_TASK 1_: In one to three sentences, explain why the post on 2 Kings 11 calls Joash's hiding place ironic.

_TEXT_:
--------
Skipping from vein to vein.
Will not consume me much longer.
Has it not met my God??

I am sure
   I am sure
      I am sure

as there is air in my lungs

     I serve a RISEN Savior!!

        So, Satan, if you thought you won this week....

                                                          HA!

Monday, March 12, 2012

2 Kings 11

     I always loved the story of Joash, "The Boy King," when I was growing up. What was not to love? He was a jit, yet he was ruling a country. Not only that, but his entrance was so grand. :-) That's pretty awesome for a boy who was only seven years old. As I read the story now I have noticed a few new things that remind me of how experience may not always seem to work in your favor, but on God's side, they always do.
     After Athaliah, Joash's grandmother, went on killing spree of all her family, Joash's aunt stole him and hid him. Now of all the words that you could insert there, stole is an interesting one to use. Strong. For Joash, that was not fun, good thing he was a baby. But, they took him to a safe place, the temple. Irony: Judah was so far from God that Athaliah never thought of checking the church for her family. Deep.
     Finally, I admired the strong stand that Jehodiah, the priest took. He orchestrated the crowing of Joash. Commanded the special palace guards on what to do and made sure everything was planned out to the 't' and organized.
     There is soo much to be taken from this one chapter. For one, experiences in life are what help to shape who you are. Some times those experiences can be crazy. Athaliah was just crazy, she done lost her marbles. Being taken from your family as a baby, never to know them. Whether or not your family is crazy or sane, it's a blessing to know them. Then you have to prepare to take the throne at seven years old. There are spears and shields all around you as if your life may be taken at any moment, but you have to be a big boy-- a man. This is no normal llife. How many of us could handle such a call. So many people can barely handle the call that God has given them in their families or careers, let alone leading a country. The crazy thing is that each individuals call is great in the eyes of the Lord, which makes them great. Wow.... we must all answer God's call without comparing it to that of the person next to us. When we do that, we run the risk of convincing ourselves not to answer.
     In this story it was imparative for each person to play their part. Joash had to say yes, Jehoiada had to say yes to the Lord, the temple guards had to risk their lives by betraying the queen, Jehosheba, Joash's aunt, had to answer God's calling and take the child. Crazy, what would the story been like had one of the main characters said no to God? Why was it so organized. What was God doing? What was the end of the story to look like? Well, the end is yet to come. We are all still apart of the story. Because all of the these people obeyed God, God was finally able to put Judah back on the right track. King after king had disobeyed God. It seemed as though God was no longer good enough. But, after Joash becomes king, it is time to destroy all of Baal's temple and followers. This time however, "all the people of the land," took that temple down. All. In past chapters, it would say that the a king would order for Baal temples to be done away, but not this time. This time the story points out a change in the people. They took the reigns and were ready to go wherever God called. That is what this whole story is about! God wanted to show his people hat it is possible to follow Me. Look at all of these people who have been following me for years. Look at how faithful they are to me. You can be faithful too. God wants to use our lives to bring others to His side! There is not a person out there who has no influence in someone else's life. It could be a stranger or someone you know. We just need to say yes to the Lord and be used so that we can finally go HOME!
--------
_Records of labeled points_:
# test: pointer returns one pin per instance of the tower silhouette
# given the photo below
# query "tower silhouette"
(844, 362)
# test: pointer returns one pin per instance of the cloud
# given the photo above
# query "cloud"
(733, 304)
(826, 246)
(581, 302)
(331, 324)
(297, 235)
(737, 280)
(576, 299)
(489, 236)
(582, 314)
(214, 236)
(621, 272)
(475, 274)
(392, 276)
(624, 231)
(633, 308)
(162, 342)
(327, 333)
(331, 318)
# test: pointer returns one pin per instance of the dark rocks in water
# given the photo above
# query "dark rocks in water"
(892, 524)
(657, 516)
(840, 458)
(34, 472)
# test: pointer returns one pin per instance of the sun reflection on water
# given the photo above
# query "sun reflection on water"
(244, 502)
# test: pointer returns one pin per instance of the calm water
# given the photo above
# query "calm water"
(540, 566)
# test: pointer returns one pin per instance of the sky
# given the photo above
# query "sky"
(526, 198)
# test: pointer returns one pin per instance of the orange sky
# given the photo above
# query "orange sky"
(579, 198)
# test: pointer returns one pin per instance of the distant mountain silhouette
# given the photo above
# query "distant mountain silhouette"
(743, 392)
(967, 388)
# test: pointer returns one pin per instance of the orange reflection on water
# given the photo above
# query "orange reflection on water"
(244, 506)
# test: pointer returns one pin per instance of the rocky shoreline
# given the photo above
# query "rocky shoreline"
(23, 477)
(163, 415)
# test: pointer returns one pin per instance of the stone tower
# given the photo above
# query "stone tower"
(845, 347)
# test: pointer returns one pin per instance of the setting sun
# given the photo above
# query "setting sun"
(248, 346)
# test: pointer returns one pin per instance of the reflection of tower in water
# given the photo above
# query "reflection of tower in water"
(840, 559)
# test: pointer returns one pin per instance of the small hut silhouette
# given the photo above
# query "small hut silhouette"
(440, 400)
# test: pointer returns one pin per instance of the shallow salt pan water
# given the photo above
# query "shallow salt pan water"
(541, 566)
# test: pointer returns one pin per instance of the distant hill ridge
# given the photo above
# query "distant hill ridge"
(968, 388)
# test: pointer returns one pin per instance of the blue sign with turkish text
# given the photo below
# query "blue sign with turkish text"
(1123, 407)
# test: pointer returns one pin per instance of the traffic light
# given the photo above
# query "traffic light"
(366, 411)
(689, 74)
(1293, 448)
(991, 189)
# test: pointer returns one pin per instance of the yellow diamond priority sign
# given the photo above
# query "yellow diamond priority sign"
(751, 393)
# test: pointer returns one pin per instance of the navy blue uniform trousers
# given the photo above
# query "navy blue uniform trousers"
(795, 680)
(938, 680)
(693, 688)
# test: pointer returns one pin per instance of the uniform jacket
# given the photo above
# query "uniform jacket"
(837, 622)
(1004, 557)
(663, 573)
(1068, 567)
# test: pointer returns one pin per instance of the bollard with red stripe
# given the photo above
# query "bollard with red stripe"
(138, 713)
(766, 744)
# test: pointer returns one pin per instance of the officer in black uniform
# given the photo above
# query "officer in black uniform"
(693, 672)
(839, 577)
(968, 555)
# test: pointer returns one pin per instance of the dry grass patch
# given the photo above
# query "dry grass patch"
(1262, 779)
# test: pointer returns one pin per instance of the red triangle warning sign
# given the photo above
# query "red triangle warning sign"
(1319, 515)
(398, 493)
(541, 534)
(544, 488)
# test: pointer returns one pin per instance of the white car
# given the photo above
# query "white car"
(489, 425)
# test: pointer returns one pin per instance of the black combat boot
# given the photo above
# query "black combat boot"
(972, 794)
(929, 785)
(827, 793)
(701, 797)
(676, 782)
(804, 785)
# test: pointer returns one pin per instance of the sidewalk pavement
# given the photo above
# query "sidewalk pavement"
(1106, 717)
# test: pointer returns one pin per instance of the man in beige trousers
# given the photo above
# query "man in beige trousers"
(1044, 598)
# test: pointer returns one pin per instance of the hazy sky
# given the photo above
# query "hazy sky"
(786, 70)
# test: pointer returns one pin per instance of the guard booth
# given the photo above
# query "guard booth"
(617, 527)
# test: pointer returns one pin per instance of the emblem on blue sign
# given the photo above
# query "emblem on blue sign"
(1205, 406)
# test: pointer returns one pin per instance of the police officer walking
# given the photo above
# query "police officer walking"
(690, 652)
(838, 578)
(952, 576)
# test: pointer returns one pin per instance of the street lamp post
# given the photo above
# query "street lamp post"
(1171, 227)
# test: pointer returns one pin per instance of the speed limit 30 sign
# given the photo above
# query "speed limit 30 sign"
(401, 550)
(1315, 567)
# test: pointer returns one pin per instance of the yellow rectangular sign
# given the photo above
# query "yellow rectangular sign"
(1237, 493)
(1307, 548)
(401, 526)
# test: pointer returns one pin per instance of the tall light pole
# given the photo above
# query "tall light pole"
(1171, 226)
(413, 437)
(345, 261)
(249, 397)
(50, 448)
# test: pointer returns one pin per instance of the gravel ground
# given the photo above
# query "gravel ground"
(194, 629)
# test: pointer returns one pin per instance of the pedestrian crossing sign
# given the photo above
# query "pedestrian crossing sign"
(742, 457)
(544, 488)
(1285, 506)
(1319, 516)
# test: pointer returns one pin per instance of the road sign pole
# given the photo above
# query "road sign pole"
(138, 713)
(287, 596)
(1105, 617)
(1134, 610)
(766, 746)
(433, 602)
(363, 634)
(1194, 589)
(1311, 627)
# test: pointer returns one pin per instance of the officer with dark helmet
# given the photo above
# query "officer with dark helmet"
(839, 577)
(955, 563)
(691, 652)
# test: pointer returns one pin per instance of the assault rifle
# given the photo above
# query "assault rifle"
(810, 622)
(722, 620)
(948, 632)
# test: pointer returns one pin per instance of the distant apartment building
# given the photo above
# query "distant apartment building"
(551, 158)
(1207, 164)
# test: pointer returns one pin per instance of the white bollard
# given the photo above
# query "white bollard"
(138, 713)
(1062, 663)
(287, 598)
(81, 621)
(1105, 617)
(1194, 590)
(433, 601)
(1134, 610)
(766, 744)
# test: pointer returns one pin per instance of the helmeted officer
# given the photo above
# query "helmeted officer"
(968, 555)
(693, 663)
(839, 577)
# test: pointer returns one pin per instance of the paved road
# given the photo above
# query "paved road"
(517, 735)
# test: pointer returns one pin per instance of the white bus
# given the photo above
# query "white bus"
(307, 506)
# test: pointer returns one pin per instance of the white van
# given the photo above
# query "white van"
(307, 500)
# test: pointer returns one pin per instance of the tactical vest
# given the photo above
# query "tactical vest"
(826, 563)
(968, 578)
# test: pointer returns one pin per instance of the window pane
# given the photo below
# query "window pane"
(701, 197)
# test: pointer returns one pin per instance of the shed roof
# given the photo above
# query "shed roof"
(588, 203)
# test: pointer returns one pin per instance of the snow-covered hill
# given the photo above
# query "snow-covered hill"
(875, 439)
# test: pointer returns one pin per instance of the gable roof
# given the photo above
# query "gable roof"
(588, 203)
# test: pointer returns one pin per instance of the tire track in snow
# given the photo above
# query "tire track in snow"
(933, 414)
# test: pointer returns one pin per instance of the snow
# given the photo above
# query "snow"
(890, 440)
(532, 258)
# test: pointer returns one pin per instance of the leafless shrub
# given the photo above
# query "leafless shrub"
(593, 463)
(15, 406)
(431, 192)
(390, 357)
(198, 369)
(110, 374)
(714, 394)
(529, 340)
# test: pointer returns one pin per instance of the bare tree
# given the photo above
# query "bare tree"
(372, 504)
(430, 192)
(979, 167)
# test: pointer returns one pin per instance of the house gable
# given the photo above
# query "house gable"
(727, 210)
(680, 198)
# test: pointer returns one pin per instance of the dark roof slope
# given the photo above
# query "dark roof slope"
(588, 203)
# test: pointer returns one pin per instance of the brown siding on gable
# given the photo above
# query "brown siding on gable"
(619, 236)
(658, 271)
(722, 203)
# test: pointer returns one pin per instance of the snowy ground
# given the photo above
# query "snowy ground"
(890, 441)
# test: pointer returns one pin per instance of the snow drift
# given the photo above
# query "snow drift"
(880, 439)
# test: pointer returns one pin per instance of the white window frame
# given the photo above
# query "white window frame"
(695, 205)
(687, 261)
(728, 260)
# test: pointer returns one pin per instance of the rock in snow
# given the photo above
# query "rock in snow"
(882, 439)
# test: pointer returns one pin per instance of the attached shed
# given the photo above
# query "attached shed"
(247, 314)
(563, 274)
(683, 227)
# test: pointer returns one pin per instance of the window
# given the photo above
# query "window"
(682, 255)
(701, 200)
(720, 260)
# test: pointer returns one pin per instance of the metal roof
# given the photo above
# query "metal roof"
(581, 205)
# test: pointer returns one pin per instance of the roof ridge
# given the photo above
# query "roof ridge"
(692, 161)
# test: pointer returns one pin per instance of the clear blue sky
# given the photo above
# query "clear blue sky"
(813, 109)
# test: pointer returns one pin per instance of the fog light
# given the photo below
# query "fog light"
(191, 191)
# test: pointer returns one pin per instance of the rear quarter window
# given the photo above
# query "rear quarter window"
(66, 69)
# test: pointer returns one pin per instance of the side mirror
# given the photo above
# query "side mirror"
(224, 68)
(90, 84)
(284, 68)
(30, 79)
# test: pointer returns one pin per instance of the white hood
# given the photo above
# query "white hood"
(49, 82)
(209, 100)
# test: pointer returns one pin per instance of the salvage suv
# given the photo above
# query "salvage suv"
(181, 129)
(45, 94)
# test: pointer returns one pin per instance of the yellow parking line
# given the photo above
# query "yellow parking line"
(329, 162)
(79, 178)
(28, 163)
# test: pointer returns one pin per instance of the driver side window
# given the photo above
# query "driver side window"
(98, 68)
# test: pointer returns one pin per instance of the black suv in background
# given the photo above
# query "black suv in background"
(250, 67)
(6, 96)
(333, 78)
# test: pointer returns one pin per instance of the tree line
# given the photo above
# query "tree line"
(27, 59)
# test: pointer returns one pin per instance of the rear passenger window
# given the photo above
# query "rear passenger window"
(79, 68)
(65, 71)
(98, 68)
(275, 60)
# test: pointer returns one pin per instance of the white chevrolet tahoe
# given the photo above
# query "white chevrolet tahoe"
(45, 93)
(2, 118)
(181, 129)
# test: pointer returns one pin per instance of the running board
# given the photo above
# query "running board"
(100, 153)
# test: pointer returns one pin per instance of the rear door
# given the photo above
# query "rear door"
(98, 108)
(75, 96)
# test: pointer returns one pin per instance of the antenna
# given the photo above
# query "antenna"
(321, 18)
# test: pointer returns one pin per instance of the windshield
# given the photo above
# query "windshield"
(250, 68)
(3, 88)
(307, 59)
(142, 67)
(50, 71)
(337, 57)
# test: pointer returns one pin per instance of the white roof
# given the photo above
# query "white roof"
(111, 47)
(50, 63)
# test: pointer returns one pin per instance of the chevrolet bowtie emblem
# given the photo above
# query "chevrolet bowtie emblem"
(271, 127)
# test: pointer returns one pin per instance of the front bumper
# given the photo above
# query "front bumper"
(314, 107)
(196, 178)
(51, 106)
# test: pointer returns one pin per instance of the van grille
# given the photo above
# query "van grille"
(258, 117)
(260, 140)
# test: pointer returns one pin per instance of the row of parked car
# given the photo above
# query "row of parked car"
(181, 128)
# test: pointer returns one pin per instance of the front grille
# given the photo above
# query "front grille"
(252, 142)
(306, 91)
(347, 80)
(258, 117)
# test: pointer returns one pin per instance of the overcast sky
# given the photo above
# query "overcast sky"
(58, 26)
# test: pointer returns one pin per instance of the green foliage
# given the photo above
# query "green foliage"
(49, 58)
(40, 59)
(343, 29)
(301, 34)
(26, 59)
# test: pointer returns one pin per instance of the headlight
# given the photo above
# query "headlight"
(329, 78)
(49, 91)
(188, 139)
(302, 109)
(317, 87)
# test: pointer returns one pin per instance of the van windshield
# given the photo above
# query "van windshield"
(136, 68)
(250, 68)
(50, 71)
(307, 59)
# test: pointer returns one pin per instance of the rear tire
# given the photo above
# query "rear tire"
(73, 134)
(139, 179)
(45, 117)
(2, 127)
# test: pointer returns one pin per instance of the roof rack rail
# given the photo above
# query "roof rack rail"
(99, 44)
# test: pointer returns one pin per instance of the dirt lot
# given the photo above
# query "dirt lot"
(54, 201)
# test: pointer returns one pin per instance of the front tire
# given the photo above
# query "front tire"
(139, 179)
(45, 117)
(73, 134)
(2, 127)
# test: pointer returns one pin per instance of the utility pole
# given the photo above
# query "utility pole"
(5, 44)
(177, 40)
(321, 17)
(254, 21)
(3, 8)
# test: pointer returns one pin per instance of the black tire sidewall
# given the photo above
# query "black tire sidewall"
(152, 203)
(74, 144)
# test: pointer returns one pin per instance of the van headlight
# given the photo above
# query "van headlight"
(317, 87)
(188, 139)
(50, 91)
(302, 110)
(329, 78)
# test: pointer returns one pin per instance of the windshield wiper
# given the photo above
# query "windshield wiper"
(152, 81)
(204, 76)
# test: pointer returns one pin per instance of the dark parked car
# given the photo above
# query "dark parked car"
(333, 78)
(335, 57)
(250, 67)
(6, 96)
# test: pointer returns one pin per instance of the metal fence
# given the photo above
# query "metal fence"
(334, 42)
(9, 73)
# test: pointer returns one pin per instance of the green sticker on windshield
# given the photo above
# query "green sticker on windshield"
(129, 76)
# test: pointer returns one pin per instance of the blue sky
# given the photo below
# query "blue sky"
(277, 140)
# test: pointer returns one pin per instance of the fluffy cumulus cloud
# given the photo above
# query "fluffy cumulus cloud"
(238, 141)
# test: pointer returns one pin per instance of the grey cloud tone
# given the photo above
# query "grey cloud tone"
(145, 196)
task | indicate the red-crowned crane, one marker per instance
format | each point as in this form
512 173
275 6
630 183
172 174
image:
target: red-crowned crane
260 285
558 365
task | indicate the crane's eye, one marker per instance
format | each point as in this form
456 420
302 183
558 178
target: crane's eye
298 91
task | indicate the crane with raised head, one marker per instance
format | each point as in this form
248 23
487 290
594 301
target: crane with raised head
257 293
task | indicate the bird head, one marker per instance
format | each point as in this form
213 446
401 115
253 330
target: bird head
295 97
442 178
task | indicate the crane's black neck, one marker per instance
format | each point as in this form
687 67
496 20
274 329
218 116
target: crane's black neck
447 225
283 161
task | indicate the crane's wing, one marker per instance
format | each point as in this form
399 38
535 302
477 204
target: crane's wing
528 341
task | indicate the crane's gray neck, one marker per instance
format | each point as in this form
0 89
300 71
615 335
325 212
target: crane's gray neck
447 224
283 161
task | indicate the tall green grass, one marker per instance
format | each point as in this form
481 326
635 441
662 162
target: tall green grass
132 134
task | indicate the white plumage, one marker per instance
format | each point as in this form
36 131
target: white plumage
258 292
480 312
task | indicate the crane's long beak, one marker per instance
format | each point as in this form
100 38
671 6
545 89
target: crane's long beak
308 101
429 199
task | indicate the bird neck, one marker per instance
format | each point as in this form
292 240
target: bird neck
--------
_TASK 2_: Count the lines of the records above that contain the string "paved", treating uppercase and lowercase as different, and give only the number.

_CORRECT OUTPUT 1_: Joash was hidden in the temple. The post calls this ironic because Judah was so far from God that Athaliah never thought of checking the church for her family.

_CORRECT OUTPUT 2_: 2